> _WRITTEN PROBLEM_
Copy out all of the data below with every "Returns" switched to "Output" and nothing else altered. Leave the pictures out of your answer.
========================================
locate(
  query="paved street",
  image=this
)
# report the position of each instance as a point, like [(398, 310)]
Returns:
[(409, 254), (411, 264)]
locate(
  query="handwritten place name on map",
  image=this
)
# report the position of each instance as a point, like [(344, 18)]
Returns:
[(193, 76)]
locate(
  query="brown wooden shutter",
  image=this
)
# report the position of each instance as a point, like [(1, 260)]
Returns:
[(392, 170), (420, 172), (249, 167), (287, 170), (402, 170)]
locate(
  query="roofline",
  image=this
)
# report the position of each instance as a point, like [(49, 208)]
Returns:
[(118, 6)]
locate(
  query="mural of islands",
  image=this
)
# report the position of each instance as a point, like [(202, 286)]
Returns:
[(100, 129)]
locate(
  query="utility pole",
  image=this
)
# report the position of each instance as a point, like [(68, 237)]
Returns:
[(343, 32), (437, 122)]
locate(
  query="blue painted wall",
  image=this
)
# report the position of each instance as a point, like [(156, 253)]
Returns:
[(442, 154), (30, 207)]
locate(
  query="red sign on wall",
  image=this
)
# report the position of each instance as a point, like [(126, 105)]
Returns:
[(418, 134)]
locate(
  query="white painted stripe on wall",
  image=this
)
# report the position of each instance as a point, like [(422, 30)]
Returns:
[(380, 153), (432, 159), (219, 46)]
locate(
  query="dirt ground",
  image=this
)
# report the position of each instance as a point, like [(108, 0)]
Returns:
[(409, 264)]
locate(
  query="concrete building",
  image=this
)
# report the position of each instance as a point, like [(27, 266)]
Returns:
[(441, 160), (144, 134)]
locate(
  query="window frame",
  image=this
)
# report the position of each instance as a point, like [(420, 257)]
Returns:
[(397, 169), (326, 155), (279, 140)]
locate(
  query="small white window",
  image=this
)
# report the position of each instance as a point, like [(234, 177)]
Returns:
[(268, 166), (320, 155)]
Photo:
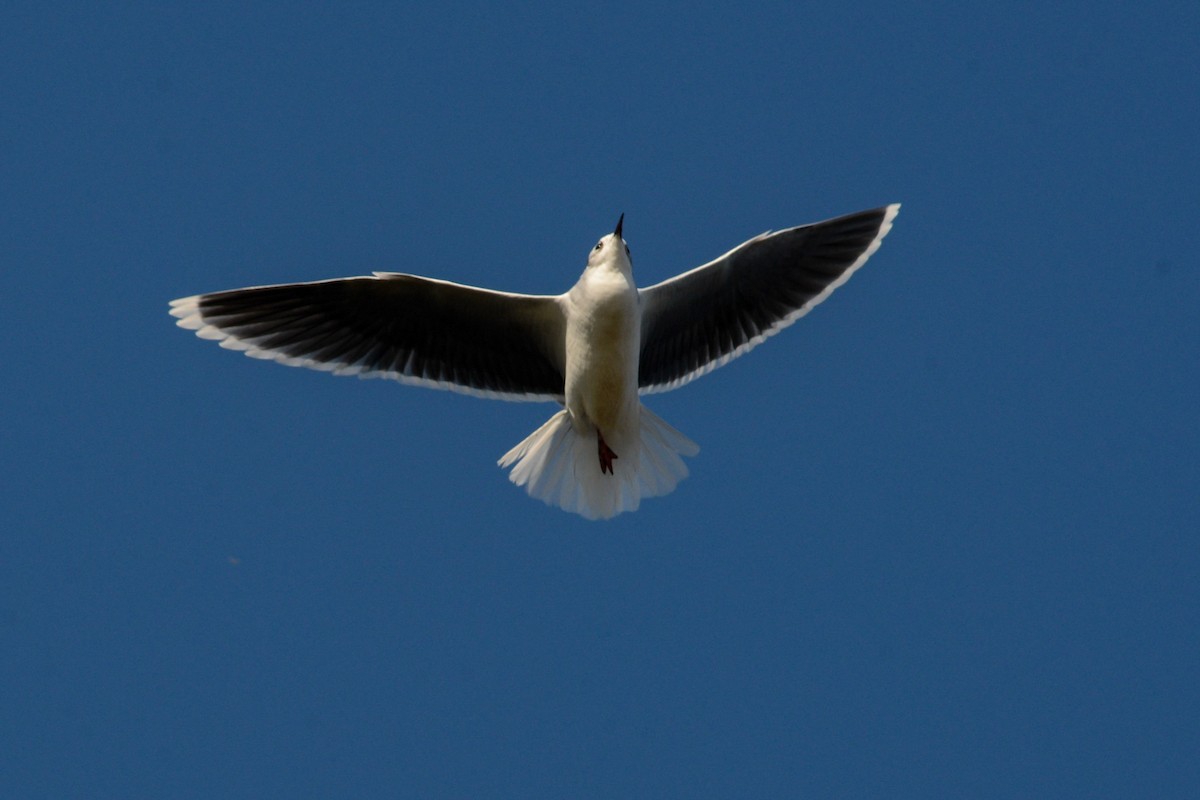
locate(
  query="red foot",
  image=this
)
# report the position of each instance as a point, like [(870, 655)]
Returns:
[(606, 455)]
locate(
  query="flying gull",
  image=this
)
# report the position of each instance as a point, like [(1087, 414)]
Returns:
[(594, 349)]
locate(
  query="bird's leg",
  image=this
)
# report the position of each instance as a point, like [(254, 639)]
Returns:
[(606, 455)]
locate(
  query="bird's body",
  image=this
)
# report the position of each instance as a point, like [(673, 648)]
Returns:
[(595, 349)]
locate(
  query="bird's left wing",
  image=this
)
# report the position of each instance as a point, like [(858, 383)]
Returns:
[(696, 322), (412, 329)]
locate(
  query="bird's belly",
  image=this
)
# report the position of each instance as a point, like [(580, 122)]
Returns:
[(601, 370)]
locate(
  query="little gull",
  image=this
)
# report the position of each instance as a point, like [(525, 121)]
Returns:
[(593, 349)]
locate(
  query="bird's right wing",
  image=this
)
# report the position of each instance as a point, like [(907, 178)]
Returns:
[(700, 320), (412, 329)]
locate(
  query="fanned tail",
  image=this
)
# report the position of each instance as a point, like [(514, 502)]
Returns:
[(559, 467)]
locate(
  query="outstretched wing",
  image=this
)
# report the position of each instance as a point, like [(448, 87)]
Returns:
[(700, 320), (412, 329)]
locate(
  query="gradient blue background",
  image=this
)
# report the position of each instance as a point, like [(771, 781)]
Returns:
[(941, 539)]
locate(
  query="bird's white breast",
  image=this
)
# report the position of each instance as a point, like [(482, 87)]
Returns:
[(603, 343)]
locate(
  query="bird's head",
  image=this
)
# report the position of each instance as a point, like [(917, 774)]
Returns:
[(612, 250)]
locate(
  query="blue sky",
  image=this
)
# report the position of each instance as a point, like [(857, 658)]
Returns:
[(941, 539)]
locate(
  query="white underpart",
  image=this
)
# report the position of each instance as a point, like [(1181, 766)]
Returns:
[(559, 462)]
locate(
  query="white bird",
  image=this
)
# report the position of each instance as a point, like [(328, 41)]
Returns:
[(594, 349)]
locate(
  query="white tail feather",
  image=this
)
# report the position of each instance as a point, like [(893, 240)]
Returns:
[(562, 468)]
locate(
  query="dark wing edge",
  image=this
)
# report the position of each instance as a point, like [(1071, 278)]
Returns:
[(705, 318), (419, 331)]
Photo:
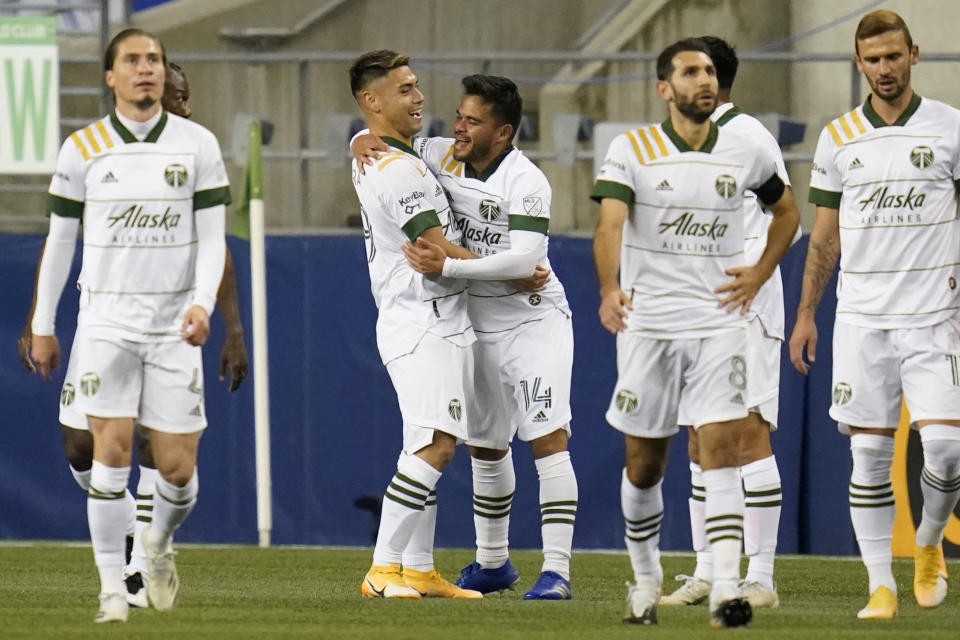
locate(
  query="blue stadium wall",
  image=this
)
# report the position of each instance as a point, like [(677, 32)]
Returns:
========================================
> _TASK SOLUTION_
locate(
  query="paved street",
  image=this
)
# report the position of each instance as a point, like [(398, 310)]
Output:
[(409, 254), (411, 264)]
locate(
  query="handwritten place name on map",
  image=this
)
# report the position of each instance as a point, like [(344, 18)]
Output:
[(193, 76)]
locate(
  query="brown wooden shutter",
  image=this
)
# report the position of each instance as a point, like [(1, 260)]
Output:
[(392, 170), (420, 172), (249, 167), (287, 170), (402, 170)]
locate(
  query="roofline",
  image=this
)
# report the position of each instance as a point, like [(49, 208)]
Output:
[(118, 6)]
locate(
  query="mural of islands",
  image=this
)
# report the position of each instance as a point, like [(202, 286)]
Output:
[(100, 129)]
locate(
  query="utility pole",
  image=this
)
# report the position of each instance as a point, like [(68, 237)]
Output:
[(343, 32), (437, 122)]
locate(
  query="blue painted wall",
  image=this
)
# report the position of each instance as a point, like [(156, 253)]
Output:
[(442, 154), (30, 207)]
locate(
  query="red sign on wall",
  image=this
)
# report the position of each instance as a point, like [(126, 105)]
Output:
[(418, 134)]
locate(
  query="white painted stripe on wall",
  image=this
)
# report the position of each instance as a point, like [(422, 30)]
Output:
[(380, 153), (432, 159), (219, 46)]
locate(
  query="dirt ground",
  image=this
)
# report the position of each instance as a point, like [(108, 0)]
Output:
[(409, 264)]
locate(
  query="concrete building",
  image=this
)
# report the position of each instance as a point, like [(27, 266)]
Output:
[(441, 160), (144, 134)]
locate(
  query="window frame",
  image=this
)
# report the position of each instance as a point, like [(420, 257)]
Output:
[(397, 169), (326, 155), (279, 140)]
locate(
  query="small white window",
  image=this
)
# report the position of each instance as a point, like [(234, 177)]
Output:
[(268, 166), (320, 155)]
Photo:
locate(
  query="red foot",
  image=this
)
# report the position of each instance as a point, like [(870, 655)]
Output:
[(606, 455)]
locate(
  query="flying gull",
  image=this
)
# report the position of each instance as a point, like [(1087, 414)]
Output:
[(594, 349)]
locate(
  query="bird's leg",
  image=this
)
# report the position of each instance as a point, like [(254, 639)]
Output:
[(606, 455)]
locate(
  query="bird's body",
  image=this
)
# report the position of each instance as a point, like [(673, 648)]
Output:
[(595, 349)]
locate(
  query="bird's left wing",
  image=this
)
# report the position of each instance as a point, like [(858, 383)]
Output:
[(696, 322), (412, 329)]
locate(
  query="bird's belly",
  image=this
)
# report the position of each instance as a point, like [(580, 122)]
Output:
[(601, 370)]
locate(
  query="little gull",
  image=this
)
# report the position of each instance as a point, like [(525, 121)]
Output:
[(593, 349)]
locate(
  query="bird's right wing",
  image=this
)
# report the position of each instance as a point, like [(907, 178)]
Output:
[(700, 320), (412, 329)]
locate(
  query="fanned tail",
  image=this
)
# report the position of each instance as a point, like [(514, 502)]
Output:
[(559, 467)]
locate(
  query="outstretched wing",
  image=this
)
# report the position of each instance as a point, like [(448, 87)]
Output:
[(700, 320), (412, 329)]
locate(
  query="gradient blue background",
  image=this
)
# report the position of each instance as a point, like [(771, 781)]
Output:
[(941, 539)]
locate(
  query="bird's white breast",
  image=this
)
# report the position of each instance as a point, like [(482, 87)]
Output:
[(603, 343)]
locate(
  query="bird's head",
  image=this
)
# report the position of each instance as a point, like [(917, 774)]
Output:
[(612, 250)]
locate(
  query="blue sky",
  image=this
)
# report the position of each instance as a point, like [(857, 658)]
Output:
[(941, 539)]
locate(
  query="white underpart",
  image=this
)
# report the position of each instance as a point, like [(1181, 766)]
Output:
[(559, 462)]
locate(
  query="white bird",
  image=this
)
# report the position of each instance as a point, like [(328, 41)]
Output:
[(594, 349)]
locate(
  query="white tail feather",
  image=this
)
# report the position of each instance as a point, like [(893, 240)]
Output:
[(562, 468)]
locate(
  query="dark wing edge",
  image=this
)
# report the position of each instance as a point, like [(1071, 278)]
Output:
[(705, 318), (419, 331)]
Photo:
locate(
  query="blue stadium wall",
  image=this
)
# report the position of each instance as a point, like [(677, 32)]
Output:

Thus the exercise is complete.